◆ **読解文**:
# # # # #

HKT48の「唯一輝く碧い宝石」本村碧唯さん卒業前インタビュー フォトブック『未来の手前』に込められた意味
TABLO / 2023年6月20日 6時0分
HKT48最後の一期生、本村碧唯さん。
このインタビュー後、「アイドルとは何なのだろう」。本当に深く考えさせられました。
1人の、大人の雰囲気を醸し出してる女性がインタビュー席に現れました。「妹キャラ」「泣き虫キャラ」。デビュー当時はファンやメンバーから、そんなニックネームで愛されてきたアイドルです。
けれど、目の前の彼女はHKT48という記号をまとった「正統派女性アイドル」に見えました。本村碧唯さん。HKT48「最後の1期生」。
2011年から福岡を中心に活動しているHKT48は6期生を迎えています。本村さんはHKT発足当初からメンバーだった現在、唯一の1期生になります。総選挙最高36位。チームKⅣ前キャプテン。14歳からメンバーになって青春の全てをHKT48に捧げた、本村碧唯さん。芸能界、そしてHKT48メンバーとしての活動に静かに幕を閉じます。
7月17日卒業コンサート(福岡サンパレスホテル&ホール)。
7月23日卒業公演(HKT劇場)。
そして、7月7日に念願のフォトブック『未来の手前』(双葉社刊)が発売。タイトルはHKT48(48グループの)の生みの親・秋元康が付けました。そこには、ある意味が込められていました―ー。

# # # # #

◆ **データ部**:
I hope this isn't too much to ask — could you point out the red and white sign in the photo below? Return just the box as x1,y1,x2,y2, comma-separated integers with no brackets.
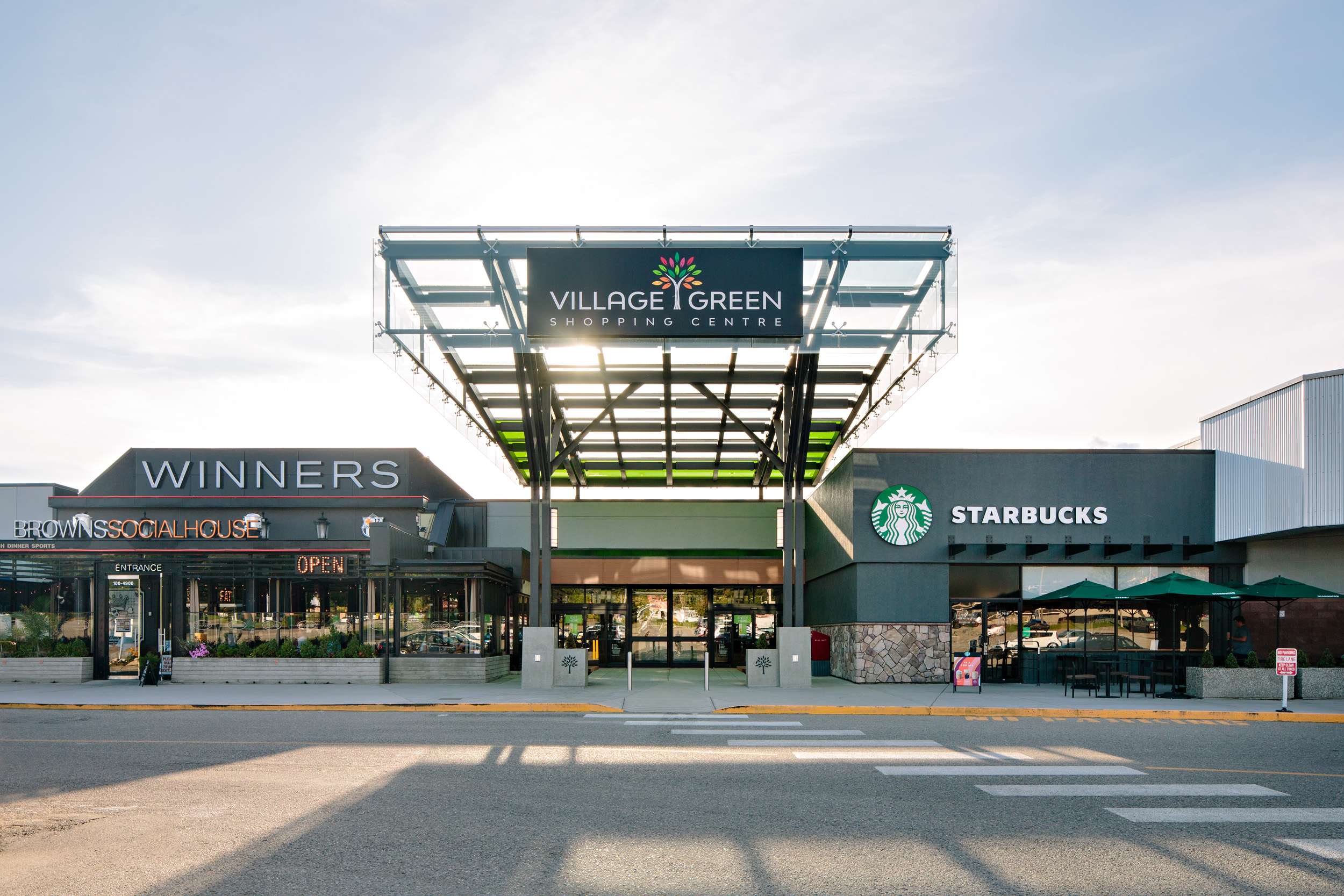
1274,648,1297,676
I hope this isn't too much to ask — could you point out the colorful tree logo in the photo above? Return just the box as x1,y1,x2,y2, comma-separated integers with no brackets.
653,253,703,312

# # # # #

◆ **作業内容**:
• 1. 本村碧唯さんの記事中の次の一文を英語に訳せ：「2011年から福岡を中心に活動しているHKT48は6期生を迎えています。」
• 2. 次の記述(a)〜(c)が本村碧唯さんの記事の内容と一致するか、それぞれ「はい」か「いいえ」で答え、判断の根拠となる記事中の語句をそのまま引用せよ。(a) 本村さんは16歳でHKT48のメンバーになった。(b) フォトブック『未来の手前』のタイトルは秋元康が付けた。(c) 卒業公演は7月23日にHKT劇場で行われる。
• 3. 本村碧唯さんの記事の最後の文の次から、続きを書き進めよ。
一覧は本村碧唯さんの記事とは別の資料です。

◆ **課題別解答**:
• 1. HKT48, which has been active mainly in Fukuoka since 2011, has welcomed its sixth generation of members.

• 2.
(a) いいえ。「14歳からメンバーになって青春の全てをHKT48に捧げた」
(b) はい。「タイトルはHKT48(48グループの)の生みの親・秋元康が付けました」
(c) はい。「7月23日卒業公演(HKT劇場)」

• 3.
●「卒業してからの夢が見つかりました」
――僕の友人が本当に本当に、純粋に本村さん推しなんです。
本村碧唯さん(以下・本村さん) そうなんですか!!(満面の笑顔)
――それで彼から本村さんの事を聞いて、2016年ぐらいから存じ上げていまして。
本村さん だいぶ前ですね。
――その頃にYouTubeなどを見ていると、本村さんが泣いてるようなシーンがよくアップされてました。「あおいたん」の時代ですね。
本村さん (照れたように)フフフフ。
――ところが、先日の生誕祭(5月31日)ではビックリするほどしっかりなさっていたMCを拝見しました。
本村さん 嬉しい! ありがとうございます(満面の笑顔)
――まずは12年間お疲れさまでした。
本村さん ありがとうございます。
――卒業をされたタイミングをお聞かせ願いますか?
本村さん HKT48の10周年までは、この場所にいたいという気持ちはありました。他の1期生もみんな同じ気持ちだったと思います。10周年過ぎた頃から、同期が徐々に卒業していったんですね。そのときに、私も自分の未来を考えることも多くなり、徐々に徐々に……ですね。きっかけというきっかけはなかったんですけど、自分のやりたいことも見つけていきました。実は私、未来の道がしっかり見えないと次に進めないタイプなんです(笑)。
――堅実なんですね。
本村さん だからどうやっていったらいいかを調べたり勉強しました。それで「大丈夫だ」って思ったので「一歩踏み出そう」という感じですね。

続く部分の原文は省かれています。